Extracted data entries:
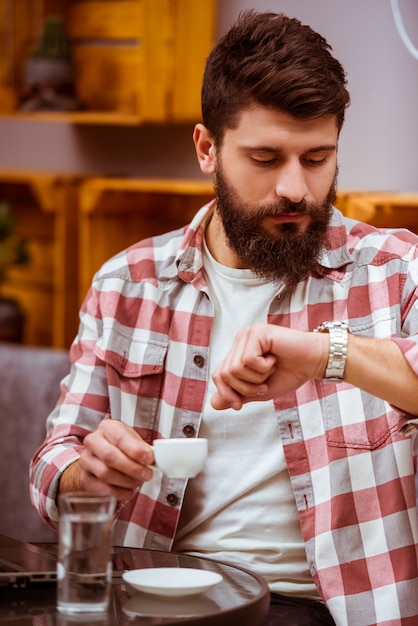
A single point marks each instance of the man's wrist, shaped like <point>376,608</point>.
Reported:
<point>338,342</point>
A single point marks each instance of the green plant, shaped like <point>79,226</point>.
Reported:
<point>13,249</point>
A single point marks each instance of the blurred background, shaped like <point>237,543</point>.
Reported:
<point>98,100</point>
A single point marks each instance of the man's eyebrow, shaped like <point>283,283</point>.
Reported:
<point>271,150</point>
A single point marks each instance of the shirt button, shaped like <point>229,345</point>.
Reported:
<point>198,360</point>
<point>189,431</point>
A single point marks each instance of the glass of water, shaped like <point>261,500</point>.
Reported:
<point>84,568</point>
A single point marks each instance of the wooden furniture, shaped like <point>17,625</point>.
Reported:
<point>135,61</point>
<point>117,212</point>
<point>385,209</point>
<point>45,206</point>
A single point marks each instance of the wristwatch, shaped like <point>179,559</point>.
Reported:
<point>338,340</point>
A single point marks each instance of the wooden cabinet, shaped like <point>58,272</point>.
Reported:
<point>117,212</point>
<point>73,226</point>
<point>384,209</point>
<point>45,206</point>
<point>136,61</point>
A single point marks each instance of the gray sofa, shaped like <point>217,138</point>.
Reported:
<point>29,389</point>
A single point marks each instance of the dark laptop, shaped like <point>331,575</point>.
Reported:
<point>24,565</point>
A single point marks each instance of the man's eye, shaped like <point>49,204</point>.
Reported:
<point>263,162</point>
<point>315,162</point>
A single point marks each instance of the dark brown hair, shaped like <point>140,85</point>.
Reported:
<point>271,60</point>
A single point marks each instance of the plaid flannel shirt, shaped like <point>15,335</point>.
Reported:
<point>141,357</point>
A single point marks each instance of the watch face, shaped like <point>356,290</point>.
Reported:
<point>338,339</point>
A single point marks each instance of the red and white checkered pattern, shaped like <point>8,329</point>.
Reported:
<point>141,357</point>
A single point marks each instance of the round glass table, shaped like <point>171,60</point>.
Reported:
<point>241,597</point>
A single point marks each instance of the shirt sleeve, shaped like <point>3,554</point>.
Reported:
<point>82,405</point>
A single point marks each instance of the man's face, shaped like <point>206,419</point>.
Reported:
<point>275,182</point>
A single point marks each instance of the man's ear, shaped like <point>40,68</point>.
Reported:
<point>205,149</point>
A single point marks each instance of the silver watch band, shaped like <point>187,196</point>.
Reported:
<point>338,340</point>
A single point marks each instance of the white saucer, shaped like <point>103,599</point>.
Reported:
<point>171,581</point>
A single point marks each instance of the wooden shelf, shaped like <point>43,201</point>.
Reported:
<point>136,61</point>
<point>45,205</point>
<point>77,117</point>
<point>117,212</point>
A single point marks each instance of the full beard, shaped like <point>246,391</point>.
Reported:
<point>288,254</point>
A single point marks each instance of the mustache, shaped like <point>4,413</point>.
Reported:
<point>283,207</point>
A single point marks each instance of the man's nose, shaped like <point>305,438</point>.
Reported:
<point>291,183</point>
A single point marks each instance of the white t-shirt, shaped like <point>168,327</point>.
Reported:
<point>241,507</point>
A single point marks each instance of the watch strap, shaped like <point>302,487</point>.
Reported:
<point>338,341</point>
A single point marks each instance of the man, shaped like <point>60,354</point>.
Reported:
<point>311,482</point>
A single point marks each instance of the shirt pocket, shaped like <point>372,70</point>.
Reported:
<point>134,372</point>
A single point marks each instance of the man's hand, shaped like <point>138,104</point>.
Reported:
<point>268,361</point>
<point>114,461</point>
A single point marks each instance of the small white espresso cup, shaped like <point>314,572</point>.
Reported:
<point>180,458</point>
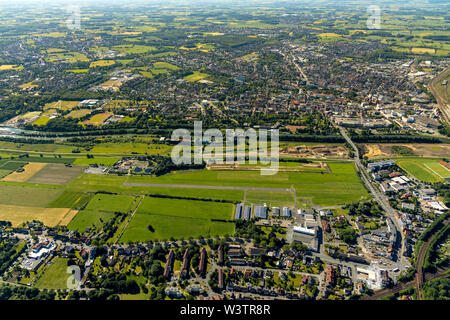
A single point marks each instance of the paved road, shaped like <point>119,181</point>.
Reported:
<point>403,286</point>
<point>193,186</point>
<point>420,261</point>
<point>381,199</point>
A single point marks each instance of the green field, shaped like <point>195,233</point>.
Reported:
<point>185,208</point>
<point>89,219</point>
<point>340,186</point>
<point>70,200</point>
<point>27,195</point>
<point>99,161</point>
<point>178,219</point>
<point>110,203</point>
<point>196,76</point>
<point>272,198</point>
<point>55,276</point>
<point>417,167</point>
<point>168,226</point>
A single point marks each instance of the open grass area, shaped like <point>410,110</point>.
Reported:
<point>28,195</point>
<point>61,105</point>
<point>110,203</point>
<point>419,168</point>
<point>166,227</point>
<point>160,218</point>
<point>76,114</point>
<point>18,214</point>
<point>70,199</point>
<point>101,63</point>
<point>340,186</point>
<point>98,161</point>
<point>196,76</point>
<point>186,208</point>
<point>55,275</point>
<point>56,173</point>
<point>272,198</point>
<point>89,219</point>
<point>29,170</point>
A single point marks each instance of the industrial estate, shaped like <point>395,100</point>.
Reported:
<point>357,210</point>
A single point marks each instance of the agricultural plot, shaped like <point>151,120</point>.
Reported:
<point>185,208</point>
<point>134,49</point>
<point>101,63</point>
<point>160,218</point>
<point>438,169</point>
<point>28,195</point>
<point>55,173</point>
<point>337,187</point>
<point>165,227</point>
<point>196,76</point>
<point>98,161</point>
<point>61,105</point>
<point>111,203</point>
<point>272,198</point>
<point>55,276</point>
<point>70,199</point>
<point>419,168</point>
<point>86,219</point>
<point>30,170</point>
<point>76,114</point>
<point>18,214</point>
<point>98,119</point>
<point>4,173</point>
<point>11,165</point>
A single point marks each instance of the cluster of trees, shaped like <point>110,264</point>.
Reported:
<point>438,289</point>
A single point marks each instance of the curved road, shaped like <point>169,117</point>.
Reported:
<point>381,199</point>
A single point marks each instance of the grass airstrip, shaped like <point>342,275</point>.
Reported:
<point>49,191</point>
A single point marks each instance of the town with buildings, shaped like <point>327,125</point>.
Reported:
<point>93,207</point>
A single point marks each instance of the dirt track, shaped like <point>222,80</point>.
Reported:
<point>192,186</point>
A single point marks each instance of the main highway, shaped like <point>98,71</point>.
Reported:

### Work order
Set down all entries above again, exactly, without images.

### Response area
A single point marks each instance of the man's wrist, shaped like <point>376,608</point>.
Reported:
<point>338,342</point>
A single point marks each instance of the green plant, shaped like <point>79,226</point>.
Reported:
<point>13,249</point>
A single point marks each instance of the blurred background, shaped like <point>237,543</point>.
Reported:
<point>98,100</point>
A single point marks each instance of the man's eyebrow, shaped like <point>283,283</point>.
Reported:
<point>271,150</point>
A single point marks each instance of the shirt button, shaped like <point>229,345</point>.
Reported:
<point>198,360</point>
<point>189,431</point>
A single point marks each instance of the glass of water, shaped like <point>261,500</point>.
Reported:
<point>84,568</point>
A single point marks each instance of the wooden furniture, shaped like <point>17,625</point>.
Reported:
<point>135,61</point>
<point>117,212</point>
<point>385,209</point>
<point>45,206</point>
A single point marks each instance of the wristwatch, shaped like <point>179,559</point>.
Reported:
<point>338,340</point>
A single point marks each instance of the wooden cabinet, shaped like <point>58,272</point>.
Reported:
<point>117,212</point>
<point>73,226</point>
<point>384,209</point>
<point>45,206</point>
<point>136,61</point>
A single point marks each instance of the gray sofa, shaped like <point>217,138</point>.
Reported:
<point>29,389</point>
A single point marks each instance of the dark laptop, shaped like <point>331,575</point>.
Reported:
<point>24,565</point>
A single point marks each instance of the man's eye, shaped like <point>49,204</point>.
Reported:
<point>263,162</point>
<point>315,162</point>
A single point marks each instance of the dark brown hair, shaped like <point>140,85</point>.
Reported:
<point>271,60</point>
A single point marks each instance of the plaid flannel shirt, shaped like <point>15,335</point>.
Reported:
<point>141,357</point>
A single point marks each instance of the watch face, shaped like <point>356,290</point>.
Reported:
<point>338,339</point>
A single point marks each instance of the red and white checkered pattern, shaped like <point>8,329</point>.
Reported:
<point>141,357</point>
A single point marks each instance of the round glass table, shaped like <point>171,60</point>.
Reported:
<point>241,597</point>
A single point marks each instance of the shirt sleeve, shaped like <point>3,554</point>.
Reported:
<point>82,405</point>
A single point marks each instance of the man's face, shaped like <point>206,419</point>.
Reported:
<point>275,182</point>
A single point marks each instance of the man's ear, shaped like <point>40,68</point>.
Reported:
<point>205,149</point>
A single point marks each instance of the silver watch band, shaped like <point>187,196</point>.
Reported:
<point>338,340</point>
A single point marks each instance of the white saucer, shaped like <point>103,599</point>.
Reported:
<point>171,581</point>
A single point marks each instance of the wooden shelf, shaped like <point>43,201</point>.
Reported:
<point>136,61</point>
<point>45,205</point>
<point>77,117</point>
<point>117,212</point>
A single point marks each instance of the full beard, shaped like <point>246,391</point>.
Reported:
<point>288,254</point>
A single point marks each instance of the mustache, shaped like <point>4,413</point>.
Reported:
<point>283,207</point>
A single point marks each instance of the man's nose, shaped like <point>305,438</point>.
Reported:
<point>291,183</point>
A single point marks each instance of the white t-shirt, shaped like <point>168,327</point>.
Reported:
<point>241,507</point>
A single point marks each instance of the watch strap, shaped like <point>302,487</point>.
Reported:
<point>338,341</point>
A single point marks each instance of the man, shaped like <point>60,354</point>.
Reported:
<point>311,482</point>
A single point marks each instance of the shirt pocket, shaped like <point>372,70</point>.
Reported:
<point>134,372</point>
A single point marks each instance of the man's hand, shaped like <point>138,104</point>.
Reported:
<point>268,361</point>
<point>114,461</point>
A single point marks each instance of the small white espresso cup, shaped like <point>314,572</point>.
Reported:
<point>180,458</point>
A single point marks each instance of the paved road, shaped like <point>119,181</point>.
Reported:
<point>403,286</point>
<point>193,186</point>
<point>420,261</point>
<point>381,199</point>
A single point marks each instance of the green field, shaped like <point>195,233</point>.
Reported:
<point>185,208</point>
<point>89,219</point>
<point>340,186</point>
<point>70,200</point>
<point>27,195</point>
<point>99,161</point>
<point>178,219</point>
<point>110,203</point>
<point>196,76</point>
<point>272,198</point>
<point>55,276</point>
<point>417,167</point>
<point>168,226</point>
A single point marks each instance of the open grass area, shaped like <point>410,110</point>.
Reported:
<point>28,195</point>
<point>61,105</point>
<point>110,203</point>
<point>419,168</point>
<point>166,227</point>
<point>160,218</point>
<point>76,114</point>
<point>18,214</point>
<point>70,199</point>
<point>101,63</point>
<point>340,186</point>
<point>98,161</point>
<point>196,76</point>
<point>186,208</point>
<point>55,275</point>
<point>56,173</point>
<point>272,198</point>
<point>89,219</point>
<point>29,170</point>
A single point marks each instance of the industrial estate, shaped like <point>395,100</point>.
Reported:
<point>357,210</point>
A single point marks each instance of the agricultural plot, shaped like <point>151,120</point>.
Reported:
<point>185,208</point>
<point>134,49</point>
<point>101,63</point>
<point>160,218</point>
<point>438,169</point>
<point>28,195</point>
<point>55,173</point>
<point>337,187</point>
<point>165,227</point>
<point>196,76</point>
<point>98,161</point>
<point>61,105</point>
<point>111,203</point>
<point>272,198</point>
<point>55,276</point>
<point>70,199</point>
<point>419,168</point>
<point>86,219</point>
<point>30,170</point>
<point>76,114</point>
<point>18,214</point>
<point>98,119</point>
<point>4,173</point>
<point>11,165</point>
A single point marks each instance of the cluster of trees, shaped like <point>110,264</point>.
Reported:
<point>438,289</point>
A single point marks each instance of the curved road, shaped like <point>169,117</point>.
Reported:
<point>381,199</point>
A single point marks each instance of the grass airstrip, shaped like <point>342,275</point>.
Reported:
<point>49,191</point>
A single point marks each instance of the town with buildings, shaped like <point>327,125</point>.
Reported:
<point>93,207</point>
A single point marks each instance of the dirt track, shaped like <point>222,80</point>.
Reported:
<point>192,186</point>
A single point marks each instance of the main highway, shaped like <point>98,71</point>.
Reported:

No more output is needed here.